The ultimate objective of advertising is to reach and consolidate "Brand Loyalty". Years of mass-communications expressed in investments are sacrified, millions are spent in space or airtime, copywriters do sweat their pens to have it, to keep it or at least to trigger it... brand loyalty; the obsession of advertisers, the "muse", the beloved, the eversearched fulfillment of our profession: How do we define it? How do we achieve it? How do we keep it? and what is more important how do we lose it?...
The following paragraphs are simply evoking the most crucial metamorphosis that professionals felt in Lebanon on the advertising scene, when major brand loyalty started to vanish as a result of uncontrolable changes that occured and that are still moulding the economical trends due to the Lebanese crisis or dilemma still active since 1975.
Needless to recall the golden age of Lebanon before 1975; the pilot market praised by all Pan Arab advertisers, giants or ambitious; Lebanon was indeed the sublimation of a modern market flourishing, radiating with prosperity and appealing to the advertising currency. That was the picture and brand loyalty was really justified.
Regardless of their genuine and hidden drives; giant advertisers succeeded the complete seduction; the following brands selected to form the basic spectrum of consumer products, achieved full brand loyalty and secured the consolidation of their charm and taught as well the legendary title of "Generics" in the mind of their consumers; we recall:
In Cigarettes:
Philip Morris positioned Marlboro as the leading brand.
R.J. Reynolds followed with Winston.
The remaining secondary market shares were the arena to all other brands that lost faith in attacking the major leaders and accepted stoically to fight to be among the minor followers; these were Kent, Rothmans, Dunhill, Viceroy, etc... and the French brands accepted the segmentation theory and kept a very few ratio of loyalty. Local cigarettes suffered from this and their efforts were vain to join the race.
In Detergents:
Procter & Gamble won the trophy, in high suds from "Tide" to "Yes" the race was really discouraging even for international leaders such as Unilever: The motivation was nearly lacking in low suds, "Ariel" convinced Pienkelto accept the second position for Persil as it did not succeed its brand loyalty consolidation.
In liquid detergent, Fairy Liquid of P and G as well enjoyed the adoring effect of brand loyalty up to its peak.
In powder instant Milk:
"Nestle" positioned "Nido" as the ritual leading brand deserving the complete worship privileges; the success went beyond all expectations, and the competition accepted stoically the defeat and "Brand Loyalty" was expressed with the same esteem that is granted by primitives to their native legend.
Consumerism was an act of faith, and the supermarket tray became the ritual altar for the same sacred "offerings" that were Marlboro, Ariel, Fairy, Nido, Pampers, etc...

▸ **STORED DATA**

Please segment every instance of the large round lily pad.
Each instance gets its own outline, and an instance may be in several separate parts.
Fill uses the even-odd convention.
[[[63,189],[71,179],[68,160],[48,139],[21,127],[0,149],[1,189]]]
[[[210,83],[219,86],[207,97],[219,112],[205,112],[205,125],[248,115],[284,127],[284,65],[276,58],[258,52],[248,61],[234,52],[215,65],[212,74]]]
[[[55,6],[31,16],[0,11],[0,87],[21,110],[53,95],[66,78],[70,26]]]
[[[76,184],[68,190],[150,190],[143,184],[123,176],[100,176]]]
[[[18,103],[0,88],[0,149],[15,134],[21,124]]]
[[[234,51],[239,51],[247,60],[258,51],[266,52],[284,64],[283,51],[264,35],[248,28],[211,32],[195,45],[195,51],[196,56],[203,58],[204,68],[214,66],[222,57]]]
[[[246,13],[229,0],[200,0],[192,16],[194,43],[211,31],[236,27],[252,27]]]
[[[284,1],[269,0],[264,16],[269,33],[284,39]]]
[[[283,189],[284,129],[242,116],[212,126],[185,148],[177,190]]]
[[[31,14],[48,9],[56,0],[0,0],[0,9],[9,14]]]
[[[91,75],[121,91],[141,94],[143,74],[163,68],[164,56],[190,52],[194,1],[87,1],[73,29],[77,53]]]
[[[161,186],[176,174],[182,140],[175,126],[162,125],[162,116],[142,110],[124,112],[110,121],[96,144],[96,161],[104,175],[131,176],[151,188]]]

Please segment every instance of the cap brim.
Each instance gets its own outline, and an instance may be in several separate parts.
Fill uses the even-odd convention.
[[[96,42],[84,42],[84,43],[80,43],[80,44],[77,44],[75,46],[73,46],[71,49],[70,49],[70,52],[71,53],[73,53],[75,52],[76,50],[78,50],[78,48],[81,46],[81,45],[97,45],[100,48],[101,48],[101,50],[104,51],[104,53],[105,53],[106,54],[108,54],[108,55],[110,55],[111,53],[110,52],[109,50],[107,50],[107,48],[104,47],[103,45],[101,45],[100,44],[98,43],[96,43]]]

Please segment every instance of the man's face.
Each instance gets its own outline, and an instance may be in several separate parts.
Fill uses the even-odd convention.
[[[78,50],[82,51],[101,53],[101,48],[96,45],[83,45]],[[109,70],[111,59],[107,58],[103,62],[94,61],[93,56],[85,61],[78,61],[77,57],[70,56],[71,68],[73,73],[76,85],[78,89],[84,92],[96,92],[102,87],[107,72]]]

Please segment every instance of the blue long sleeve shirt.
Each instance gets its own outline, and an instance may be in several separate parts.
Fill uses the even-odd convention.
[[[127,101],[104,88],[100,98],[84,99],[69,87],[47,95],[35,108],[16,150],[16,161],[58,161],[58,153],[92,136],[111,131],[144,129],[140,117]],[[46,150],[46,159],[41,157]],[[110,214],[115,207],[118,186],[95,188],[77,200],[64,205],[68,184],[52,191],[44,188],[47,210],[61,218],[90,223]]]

▸ **THINGS TO DO**
1. Please reproduce the essay on brand loyalty in Lebanon starting with "Regardless of their" and going on through "the leading brand.", swapping "consumers" for "customers".
2. Continue the essay on brand loyalty in Lebanon after its last sentence.

▸ **ANSWERS PER TASK**
1.
Regardless of their genuine and hidden drives; giant advertisers succeeded the complete seduction; the following brands selected to form the basic spectrum of consumer products, achieved full brand loyalty and secured the consolidation of their charm and taught as well the legendary title of "Generics" in the mind of their customers; we recall:
In Cigarettes:
Philip Morris positioned Marlboro as the leading brand.

2.
Brand Loyalty was safe, or at least we felt it secured and enjoying full immunity as despite the nine years of the Lebanese events; brand loyalty seemed more solid than the constitution itself.
Nevertheless the virus was incubating and when the feverish race between the local currency and the foreign one started, the ethical consumer values started shaking till they collapsed. We recall during that period the psychological psychosis that shocked and frustrated all these "loyals"; imagine your source of faith, your ultimate objects of admiration, your daily "offerings" became all of a sudden inaccessible, unaffordable and out of reach... at that time these faithful, trusty and "loyal" consumers were viciously turning all around the alleys of the superstores, looking to these brands with addict eyes and their offended pride managed to keep their hands off these shelves, these same shelves of yesterday...
Brand Loyalty started shifting from labels, logos, emblems, and all the elements of corporate identity to a new small label; ugly and primitive; numerical and mean... all these eyes went there; hunting a figure; eliminating a digit; a cipher or at least a monogram...
The mechanism was dramatic, eyes driving hands and these same hands returned the same product and the eyes opened a glance of frustration and deception... People were hiding their new purchased goods or "gods," they were outraged, offended and insulted.
Brand Loyalty collapsed as if built on quick sand, and the "worshippers" were doomed.
"The Day After" Marlboro started becoming a rare and precious object (3 new brands were launched recently Winston vanished from the advertising scene and many "remnants" joined the race), "Ariel" became nearly a wedding gift, Pampers left the shelves to pseudo-diapers and Nido witnessed the launch of 23 brands in 6 months time only; least and not last, Fairy Liquid "foamed" more than 30 brands launched in less than 6 months as well; and Fairy is no more present on the majority of shelves.
Later on, the evolution went towards the logical hunt of the ideal compromise or the best quality/price combination or concession.
"Brand Loyalty" is no more the religion of the Lebanese consumers, they are nowadays rebels, they shift at the highest speed you can imagine, they swap at the highest frequency you can set... brand loyalty is no more existing in Lebanon; although all Lebanese are eager to repractice their ritual sect provided resurrection will be granted to their country.
Ramsay Najjar is Deputy Manager for Operations at Trust.